TASK DESCRIPTION: Transcribe the data below verbatim, omitting the pictures.

------------------------------

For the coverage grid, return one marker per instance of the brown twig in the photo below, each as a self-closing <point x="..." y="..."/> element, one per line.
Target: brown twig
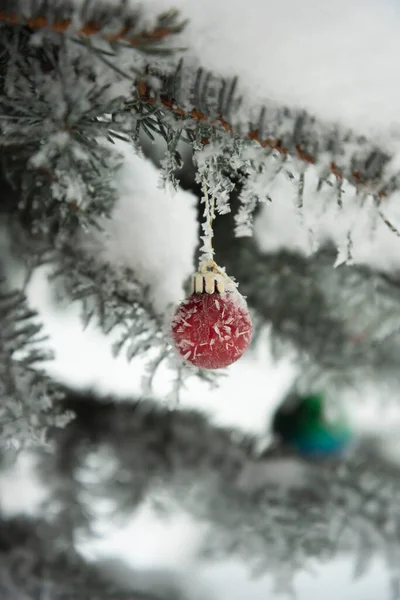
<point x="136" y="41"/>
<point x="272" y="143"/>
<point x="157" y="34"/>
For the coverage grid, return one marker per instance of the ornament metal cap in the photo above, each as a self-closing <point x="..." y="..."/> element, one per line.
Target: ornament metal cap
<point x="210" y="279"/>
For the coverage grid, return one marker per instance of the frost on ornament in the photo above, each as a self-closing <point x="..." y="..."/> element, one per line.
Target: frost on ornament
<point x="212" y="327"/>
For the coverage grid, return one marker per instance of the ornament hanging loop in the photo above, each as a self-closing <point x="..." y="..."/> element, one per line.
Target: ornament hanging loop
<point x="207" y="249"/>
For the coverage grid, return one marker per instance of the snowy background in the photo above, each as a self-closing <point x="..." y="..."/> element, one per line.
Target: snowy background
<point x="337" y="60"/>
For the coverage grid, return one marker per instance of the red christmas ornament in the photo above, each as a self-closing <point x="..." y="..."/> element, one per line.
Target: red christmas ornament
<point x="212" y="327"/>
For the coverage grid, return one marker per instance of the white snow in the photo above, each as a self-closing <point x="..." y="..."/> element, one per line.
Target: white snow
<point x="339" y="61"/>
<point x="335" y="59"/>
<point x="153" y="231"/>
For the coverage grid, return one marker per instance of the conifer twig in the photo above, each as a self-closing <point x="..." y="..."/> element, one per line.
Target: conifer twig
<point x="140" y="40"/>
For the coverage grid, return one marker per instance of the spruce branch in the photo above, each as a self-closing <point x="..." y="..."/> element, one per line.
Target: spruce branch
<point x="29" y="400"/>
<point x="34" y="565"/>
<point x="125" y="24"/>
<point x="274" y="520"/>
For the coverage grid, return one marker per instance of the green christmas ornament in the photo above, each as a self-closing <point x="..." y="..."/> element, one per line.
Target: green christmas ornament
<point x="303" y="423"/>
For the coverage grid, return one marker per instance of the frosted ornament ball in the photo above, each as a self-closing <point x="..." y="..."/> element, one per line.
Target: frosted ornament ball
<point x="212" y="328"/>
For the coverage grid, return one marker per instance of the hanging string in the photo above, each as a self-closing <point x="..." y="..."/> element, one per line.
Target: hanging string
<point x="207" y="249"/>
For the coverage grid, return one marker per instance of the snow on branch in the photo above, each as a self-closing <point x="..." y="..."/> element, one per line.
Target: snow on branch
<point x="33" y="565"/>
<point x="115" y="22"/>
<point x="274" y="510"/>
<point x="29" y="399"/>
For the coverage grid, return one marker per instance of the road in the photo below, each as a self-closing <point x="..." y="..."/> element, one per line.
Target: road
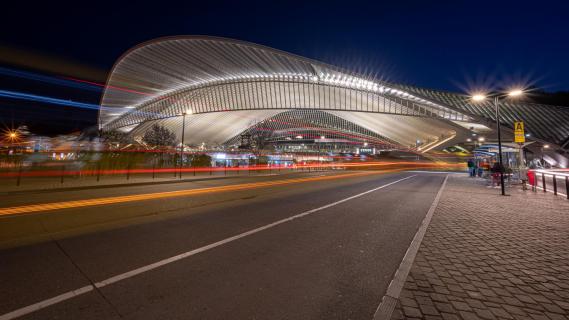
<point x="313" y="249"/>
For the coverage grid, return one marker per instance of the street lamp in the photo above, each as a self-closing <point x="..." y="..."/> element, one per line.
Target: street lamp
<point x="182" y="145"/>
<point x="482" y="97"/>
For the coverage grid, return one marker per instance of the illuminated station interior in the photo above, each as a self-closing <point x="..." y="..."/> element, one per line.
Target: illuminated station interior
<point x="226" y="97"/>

------------------------------

WRITTEN RESPONSE:
For the coverage grid, return one marker per instance of the brown twig in the photo below, each as a self-closing <point x="..." y="..."/> element, one per line.
Target: brown twig
<point x="136" y="41"/>
<point x="272" y="143"/>
<point x="157" y="34"/>
For the coverage grid, return one marker per instance of the ornament metal cap in the photo above, each as a self-closing <point x="..." y="..."/> element, one per line.
Target: ornament metal cap
<point x="210" y="279"/>
For the coverage grid, return one marker per instance of the frost on ornament in the photo above, each as a self-closing <point x="..." y="..."/> element, one per line.
Target: frost on ornament
<point x="212" y="327"/>
For the coverage grid, return one marker per instance of the ornament hanging loop in the photo above, each as a self-closing <point x="..." y="..."/> element, one per line.
Target: ornament hanging loop
<point x="207" y="249"/>
For the coverage grid, return one marker per instance of the snowy background in the photo above, each as a self-closing <point x="..." y="..."/> element, one per line.
Target: snowy background
<point x="337" y="60"/>
For the coverage grid, return one marker per instance of the red christmas ornament in the photo above, each as a self-closing <point x="..." y="..."/> element, one per line.
Target: red christmas ornament
<point x="212" y="327"/>
For the coverage grid, return one marker per instance of the white snow in the photo above, each as a self-closing <point x="..." y="..."/> element, one per line.
Target: white snow
<point x="339" y="61"/>
<point x="335" y="59"/>
<point x="153" y="231"/>
For the coverage grid, return one marker per instance of the conifer twig in the photo above, each as a self-closing <point x="..." y="..."/> element, one per line.
Target: conifer twig
<point x="140" y="40"/>
For the coverage grid, return one marker per instance of the spruce branch in the photo above, each as a self-closing <point x="..." y="..."/> element, one per line.
Target: spruce branch
<point x="29" y="400"/>
<point x="34" y="565"/>
<point x="125" y="24"/>
<point x="274" y="520"/>
For the coverage grid, return one marker per instance of the green christmas ornament in the photo above, each as a self-closing <point x="..." y="..."/> element, one per line.
Target: green christmas ornament
<point x="303" y="423"/>
For the coverage grid, return one marker per instance of the frosted ornament ball in the photo above, each as a self-closing <point x="..." y="..."/> element, one per line.
Target: frosted ornament ball
<point x="212" y="328"/>
For the coverage grid, return one marker per instance of the hanging string in the photo above, each as a self-closing <point x="..." y="..."/> element, one per line.
Target: hanging string
<point x="207" y="249"/>
For the coverage grid, return one marker per instance of the snow on branch in the photo above, each as a self-closing <point x="..." y="..."/> element, one per line.
Target: snow on branch
<point x="33" y="565"/>
<point x="115" y="22"/>
<point x="274" y="510"/>
<point x="29" y="399"/>
For the coverage grid, return one marker per instance of the road in the photo below, each as a self-closing <point x="..." y="..."/> element, one per line.
Target: road
<point x="313" y="249"/>
For the coverage grid, return one marker per instance of the street lamp in the photo above, each as a self-closing <point x="..." y="..."/> element, one per line.
Target: street lamp
<point x="182" y="145"/>
<point x="482" y="97"/>
For the coverage grid, return one marker per instance of the illuminated station interior in the photo above, each as a self-closing <point x="..." y="..."/> element, one per line.
Target: illuminated station interior
<point x="226" y="97"/>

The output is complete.